__Stated task 1__.
Answer these questions about the Slack thread on enabling consistent topology updates:
(a) What ScyllaDB version is the cluster running, and how many nodes and data centers does it have?
(b) From which version was the cluster migrated?
(c) Which log message does @Piotr_Dulikowski ask about?

__Document extract__.
++++

Originally from the User Slack
@rfurmanski: Hi, I was trying to enable consistent topology updates in my cluster (scylla open source 6.0.3 everywhere, 3 dcs, 26 nodes) and it is stuck on build_coordinator_state
. What might be a problem?
@Piotr_Smaroń: CC @Kamil_Braun
@rfurmanski: I verified all prerequisites and started upgrade via curl (http://127.0.0.1:10000/storage_service/raft_topology/upgrade)
after migrating from 5.4.7 to 6.0.3.
I followed the procedure described in here: https://opensource.docs.scylladb.com/branch-6.0/upgrade/upgrade-opensource/upgrade-guide-from-5.4-to-6.0/enable-consistent-topology.html
Enable Consistent Topology Updates | ScyllaDB Docs
@Kamil_Braun: > What might be a problem?
Anything could be a problem. Without logs, it’s impossible to say.
cc @Piotr_Dulikowski (author of the upgrade procedure)
@rfurmanski: sure. Plz let me know what to provide. I don’t see anything wrong in logs. Just
wrz 10 14:27:28 ams-scylla1 scylla[2458175]: [shard 0:strm] api - Requested to schedule upgrade to raft topology
wrz 10 14:27:28 ams-scylla1 scylla[2458175]: [shard 0:strm] raft_topology - requesting to start upgrade to topology on raft
wrz 10 14:27:28 ams-scylla1 scylla[2458175]: [shard 0:strm] raft_topology - upgrade to raft topology has started
wrz 10 14:27:28 ams-scylla1 scylla[2458175]: [shard 0:strm] raft_topology - upgrade to topology on raft is scheduled
@Kamil_Braun: First try the recommendations from https://opensource.docs.scylladb.com/branch-6.0/upgrade/upgrade-opensource/upgrade-guide-from-5.4-to-6.0/enable-consistent-topology.html#what[…]tuck
If nothing works (including rolling restart) – I recommend opening an issue and attaching logs from all of your nodes from the moment you started the upgrade procedure, ±1h
Also nodetool status
output from one of the nodes
Enable Consistent Topology Updates | ScyllaDB Docs
@Piotr_Dulikowski: > upgrade to topology on raft is scheduled
After this, the topology coordinator should have started. Can you see a “start topology coordinator fiber” log message on any of the nodes?

++++

__Data section__.

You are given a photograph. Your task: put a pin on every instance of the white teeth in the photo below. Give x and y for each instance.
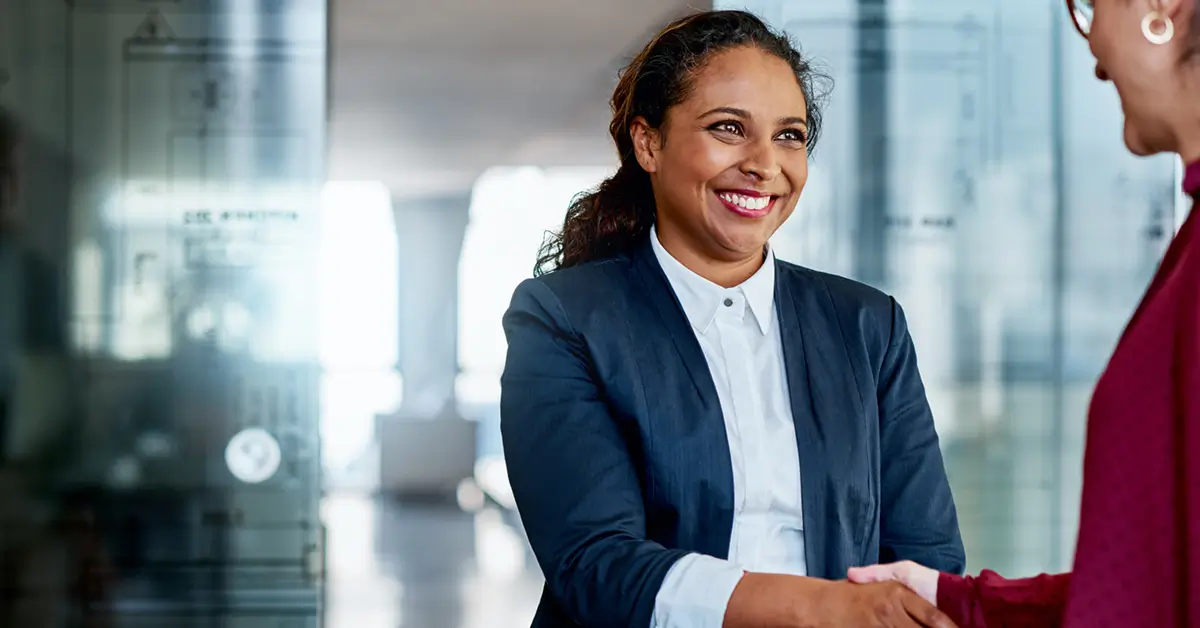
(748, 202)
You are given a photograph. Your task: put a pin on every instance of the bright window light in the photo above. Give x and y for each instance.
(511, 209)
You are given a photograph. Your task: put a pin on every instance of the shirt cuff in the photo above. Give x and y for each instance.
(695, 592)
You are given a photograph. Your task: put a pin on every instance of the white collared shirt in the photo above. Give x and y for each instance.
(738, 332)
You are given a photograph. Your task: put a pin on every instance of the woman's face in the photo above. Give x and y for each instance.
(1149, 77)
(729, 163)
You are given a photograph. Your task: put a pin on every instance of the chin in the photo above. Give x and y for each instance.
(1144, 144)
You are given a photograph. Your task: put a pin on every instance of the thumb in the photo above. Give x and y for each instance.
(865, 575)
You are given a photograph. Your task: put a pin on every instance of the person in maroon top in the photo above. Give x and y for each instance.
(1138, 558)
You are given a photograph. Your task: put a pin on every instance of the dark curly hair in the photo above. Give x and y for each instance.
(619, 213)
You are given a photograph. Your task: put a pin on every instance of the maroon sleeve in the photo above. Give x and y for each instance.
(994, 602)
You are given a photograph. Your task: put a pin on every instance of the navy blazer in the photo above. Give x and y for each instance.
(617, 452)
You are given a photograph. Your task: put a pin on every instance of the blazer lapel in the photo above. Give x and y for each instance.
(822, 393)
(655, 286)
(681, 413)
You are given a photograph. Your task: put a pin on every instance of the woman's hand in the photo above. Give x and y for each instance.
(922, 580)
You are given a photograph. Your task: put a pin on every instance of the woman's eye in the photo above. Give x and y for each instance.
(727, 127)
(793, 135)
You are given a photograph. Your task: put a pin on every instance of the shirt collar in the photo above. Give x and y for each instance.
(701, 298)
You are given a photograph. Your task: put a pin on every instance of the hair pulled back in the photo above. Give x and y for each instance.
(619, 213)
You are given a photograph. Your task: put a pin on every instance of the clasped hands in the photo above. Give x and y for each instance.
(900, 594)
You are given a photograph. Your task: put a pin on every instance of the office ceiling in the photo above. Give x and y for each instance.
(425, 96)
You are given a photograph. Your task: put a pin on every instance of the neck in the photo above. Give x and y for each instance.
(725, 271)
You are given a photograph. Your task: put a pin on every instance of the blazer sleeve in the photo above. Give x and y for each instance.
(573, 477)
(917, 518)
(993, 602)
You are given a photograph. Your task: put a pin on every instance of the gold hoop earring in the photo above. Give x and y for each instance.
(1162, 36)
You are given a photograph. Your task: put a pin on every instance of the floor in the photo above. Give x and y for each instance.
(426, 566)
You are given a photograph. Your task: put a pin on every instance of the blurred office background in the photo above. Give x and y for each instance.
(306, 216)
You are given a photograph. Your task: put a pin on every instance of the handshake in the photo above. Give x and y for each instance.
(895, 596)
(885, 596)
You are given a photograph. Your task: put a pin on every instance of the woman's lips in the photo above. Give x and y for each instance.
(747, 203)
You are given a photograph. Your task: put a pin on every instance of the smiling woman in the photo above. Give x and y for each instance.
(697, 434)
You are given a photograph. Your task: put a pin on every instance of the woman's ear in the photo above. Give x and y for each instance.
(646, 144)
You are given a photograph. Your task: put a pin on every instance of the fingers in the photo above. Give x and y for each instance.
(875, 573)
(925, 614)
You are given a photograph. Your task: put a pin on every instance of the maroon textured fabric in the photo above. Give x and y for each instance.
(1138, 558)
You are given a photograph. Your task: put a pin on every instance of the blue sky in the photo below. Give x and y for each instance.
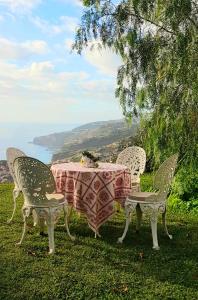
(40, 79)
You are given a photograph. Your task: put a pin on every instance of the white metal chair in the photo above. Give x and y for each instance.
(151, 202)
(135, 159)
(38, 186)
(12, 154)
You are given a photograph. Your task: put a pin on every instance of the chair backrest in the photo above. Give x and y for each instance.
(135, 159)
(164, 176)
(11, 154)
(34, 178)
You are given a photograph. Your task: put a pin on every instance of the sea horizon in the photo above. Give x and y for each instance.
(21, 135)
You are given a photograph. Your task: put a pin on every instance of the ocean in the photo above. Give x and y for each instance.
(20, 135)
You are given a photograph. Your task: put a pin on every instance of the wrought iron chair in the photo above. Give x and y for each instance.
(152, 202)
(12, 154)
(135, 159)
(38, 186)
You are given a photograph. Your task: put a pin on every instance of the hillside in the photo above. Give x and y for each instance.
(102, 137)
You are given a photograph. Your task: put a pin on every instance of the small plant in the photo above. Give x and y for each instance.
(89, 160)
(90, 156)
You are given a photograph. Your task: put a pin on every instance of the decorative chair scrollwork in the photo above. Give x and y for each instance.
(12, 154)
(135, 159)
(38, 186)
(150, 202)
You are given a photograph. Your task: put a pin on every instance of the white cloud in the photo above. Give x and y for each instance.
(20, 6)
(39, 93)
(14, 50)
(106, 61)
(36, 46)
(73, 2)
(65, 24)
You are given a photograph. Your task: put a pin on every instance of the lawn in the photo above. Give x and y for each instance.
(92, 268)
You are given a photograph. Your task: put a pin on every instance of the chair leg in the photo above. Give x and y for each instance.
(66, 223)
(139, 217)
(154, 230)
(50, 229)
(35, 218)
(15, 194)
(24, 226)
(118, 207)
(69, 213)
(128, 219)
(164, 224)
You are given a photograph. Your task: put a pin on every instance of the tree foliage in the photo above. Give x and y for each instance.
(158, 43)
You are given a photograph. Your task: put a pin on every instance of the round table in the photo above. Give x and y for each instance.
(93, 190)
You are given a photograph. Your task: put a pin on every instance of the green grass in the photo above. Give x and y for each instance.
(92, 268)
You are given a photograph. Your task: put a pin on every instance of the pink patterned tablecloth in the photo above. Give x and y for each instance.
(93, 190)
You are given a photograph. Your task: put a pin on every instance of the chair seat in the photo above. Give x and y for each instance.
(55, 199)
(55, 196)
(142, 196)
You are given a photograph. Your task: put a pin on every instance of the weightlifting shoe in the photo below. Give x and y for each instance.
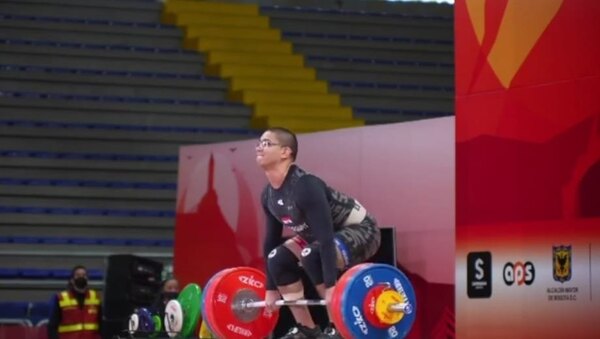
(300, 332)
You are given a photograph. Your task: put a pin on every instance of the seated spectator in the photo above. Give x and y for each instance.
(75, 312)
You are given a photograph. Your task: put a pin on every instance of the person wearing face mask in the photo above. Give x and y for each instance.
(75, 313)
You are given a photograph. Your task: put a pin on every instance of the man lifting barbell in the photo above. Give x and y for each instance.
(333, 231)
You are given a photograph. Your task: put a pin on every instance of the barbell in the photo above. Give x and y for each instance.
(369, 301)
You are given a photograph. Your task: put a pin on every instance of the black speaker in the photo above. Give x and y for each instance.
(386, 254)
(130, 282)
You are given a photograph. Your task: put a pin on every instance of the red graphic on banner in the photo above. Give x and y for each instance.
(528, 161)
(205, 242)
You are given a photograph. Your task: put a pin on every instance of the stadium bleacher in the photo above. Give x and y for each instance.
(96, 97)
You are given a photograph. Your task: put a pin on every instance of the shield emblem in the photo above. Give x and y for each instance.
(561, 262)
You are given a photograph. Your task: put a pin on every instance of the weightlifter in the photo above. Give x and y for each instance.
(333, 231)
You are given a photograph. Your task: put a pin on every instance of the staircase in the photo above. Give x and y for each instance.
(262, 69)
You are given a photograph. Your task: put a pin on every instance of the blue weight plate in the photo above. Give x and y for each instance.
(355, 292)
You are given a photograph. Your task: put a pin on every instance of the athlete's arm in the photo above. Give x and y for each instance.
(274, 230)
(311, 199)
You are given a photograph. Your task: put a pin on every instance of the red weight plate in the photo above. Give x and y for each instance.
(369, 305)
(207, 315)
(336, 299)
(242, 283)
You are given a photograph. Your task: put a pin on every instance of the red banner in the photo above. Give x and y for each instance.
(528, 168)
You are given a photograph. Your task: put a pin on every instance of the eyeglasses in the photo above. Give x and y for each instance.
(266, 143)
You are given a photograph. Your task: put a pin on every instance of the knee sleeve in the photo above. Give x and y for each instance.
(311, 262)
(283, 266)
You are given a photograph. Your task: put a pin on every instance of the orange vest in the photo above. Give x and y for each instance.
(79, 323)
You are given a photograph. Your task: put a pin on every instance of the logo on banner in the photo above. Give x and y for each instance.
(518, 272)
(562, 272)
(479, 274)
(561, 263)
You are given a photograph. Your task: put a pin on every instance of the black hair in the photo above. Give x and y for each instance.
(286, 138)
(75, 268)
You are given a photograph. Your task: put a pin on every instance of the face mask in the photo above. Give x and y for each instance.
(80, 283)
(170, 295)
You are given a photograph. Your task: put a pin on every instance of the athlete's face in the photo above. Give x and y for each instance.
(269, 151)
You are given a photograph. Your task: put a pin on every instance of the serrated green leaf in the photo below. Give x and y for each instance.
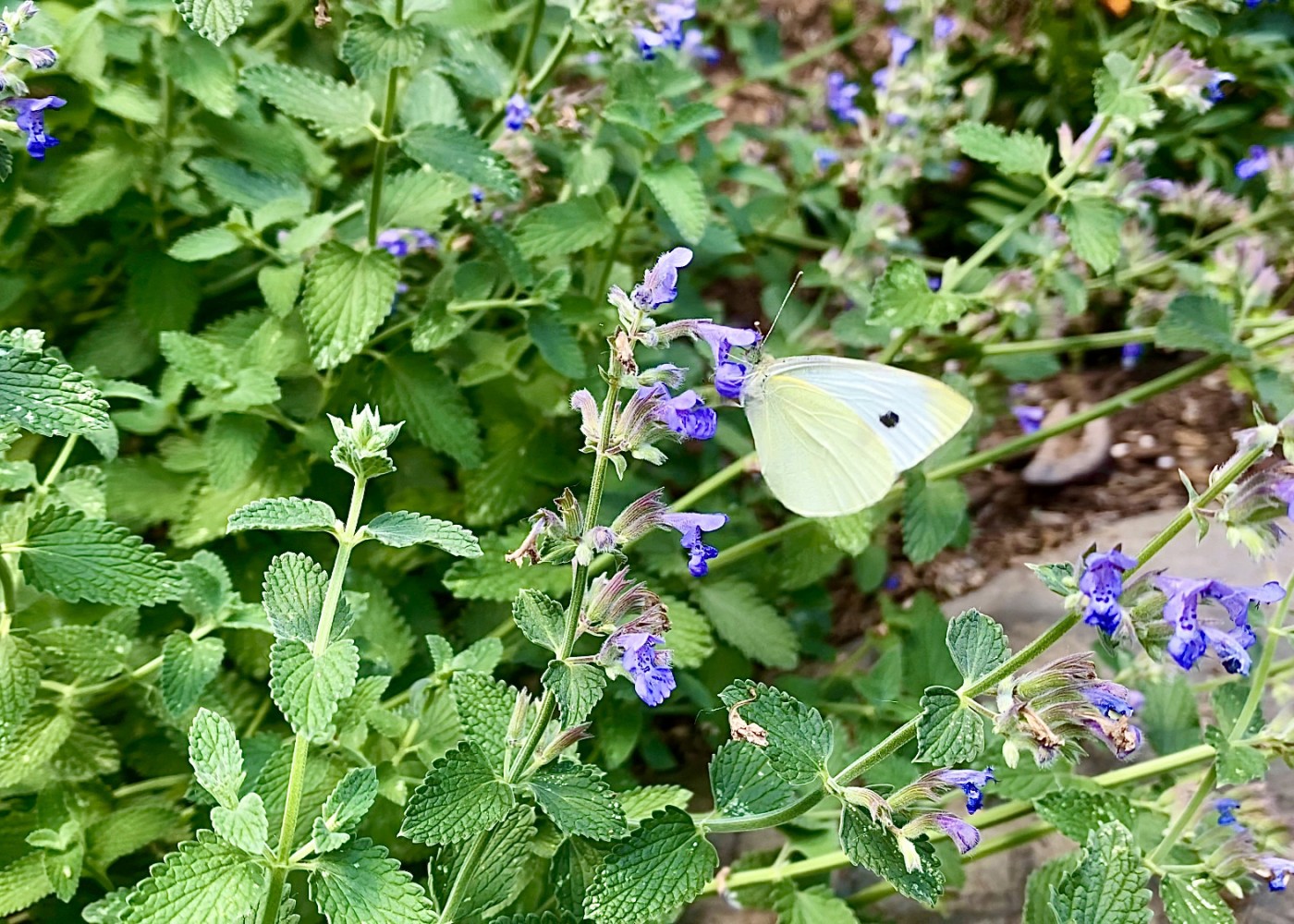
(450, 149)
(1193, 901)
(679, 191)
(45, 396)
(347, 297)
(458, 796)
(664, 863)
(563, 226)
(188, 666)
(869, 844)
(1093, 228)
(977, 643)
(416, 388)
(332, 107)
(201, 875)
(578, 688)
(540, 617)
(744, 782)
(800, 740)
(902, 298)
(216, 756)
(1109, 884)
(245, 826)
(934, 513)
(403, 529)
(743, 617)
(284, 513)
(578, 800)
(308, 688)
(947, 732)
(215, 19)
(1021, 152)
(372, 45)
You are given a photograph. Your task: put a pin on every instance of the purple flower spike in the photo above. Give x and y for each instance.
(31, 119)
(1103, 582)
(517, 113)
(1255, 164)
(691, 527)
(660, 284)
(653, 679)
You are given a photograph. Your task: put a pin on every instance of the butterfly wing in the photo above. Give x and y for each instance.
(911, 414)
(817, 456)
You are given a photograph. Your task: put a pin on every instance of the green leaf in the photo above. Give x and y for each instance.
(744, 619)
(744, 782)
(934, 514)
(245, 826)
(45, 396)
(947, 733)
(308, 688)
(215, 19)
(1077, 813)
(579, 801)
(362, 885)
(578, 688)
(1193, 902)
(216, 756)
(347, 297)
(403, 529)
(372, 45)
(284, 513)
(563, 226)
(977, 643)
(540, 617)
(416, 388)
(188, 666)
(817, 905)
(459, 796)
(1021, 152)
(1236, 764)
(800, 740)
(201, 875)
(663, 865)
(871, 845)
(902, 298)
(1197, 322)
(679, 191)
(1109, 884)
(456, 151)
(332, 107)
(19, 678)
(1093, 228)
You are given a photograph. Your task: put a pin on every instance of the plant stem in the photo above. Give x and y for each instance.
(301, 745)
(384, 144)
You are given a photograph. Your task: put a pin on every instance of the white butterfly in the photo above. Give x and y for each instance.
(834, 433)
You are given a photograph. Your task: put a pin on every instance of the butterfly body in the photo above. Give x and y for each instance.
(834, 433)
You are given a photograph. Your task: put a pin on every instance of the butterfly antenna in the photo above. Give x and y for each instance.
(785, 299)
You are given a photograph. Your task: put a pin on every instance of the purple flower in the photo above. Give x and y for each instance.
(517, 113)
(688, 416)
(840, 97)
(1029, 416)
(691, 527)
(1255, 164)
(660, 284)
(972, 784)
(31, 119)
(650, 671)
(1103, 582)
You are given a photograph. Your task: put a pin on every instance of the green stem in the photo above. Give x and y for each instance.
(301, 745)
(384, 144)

++++

__Stated task 2__.
In the records, swap "instance" for "occurrence" in the lines starting at the line containing "the white butterfly" and ending at the end of the records. Reproduce only those lines, leaving everything else in them unchanged.

__Exercise solution 1__.
(a) ScyllaDB open source 6.0.3, with 26 nodes across 3 data centers.
(b) 5.4.7.
(c) "start topology coordinator fiber".

__Exercise solution 2__.
You are given a photograph. Your task: put a pin on every occurrence of the white butterfly in the photo above. Give x and y for each occurrence.
(834, 433)
You are given a photograph. Your task: put a pin on every occurrence of the butterfly body in the photo above. Give x and y for each occurrence.
(834, 433)
You are given a photograph. Your task: put a pin on every occurrence of the butterfly antenna in the photo above. Give x and y for each occurrence.
(785, 299)
You are given a photograph. Your task: put a pin on every occurrence of the purple flower in the photo above. Give x and y for each occurrence.
(517, 113)
(688, 416)
(840, 97)
(1029, 416)
(691, 527)
(1255, 164)
(660, 284)
(972, 784)
(31, 119)
(650, 671)
(1103, 582)
You are given a photograph. Your task: put a pin on every occurrence of the green stem in the photo above. Give x and y for each occurrence.
(301, 745)
(384, 144)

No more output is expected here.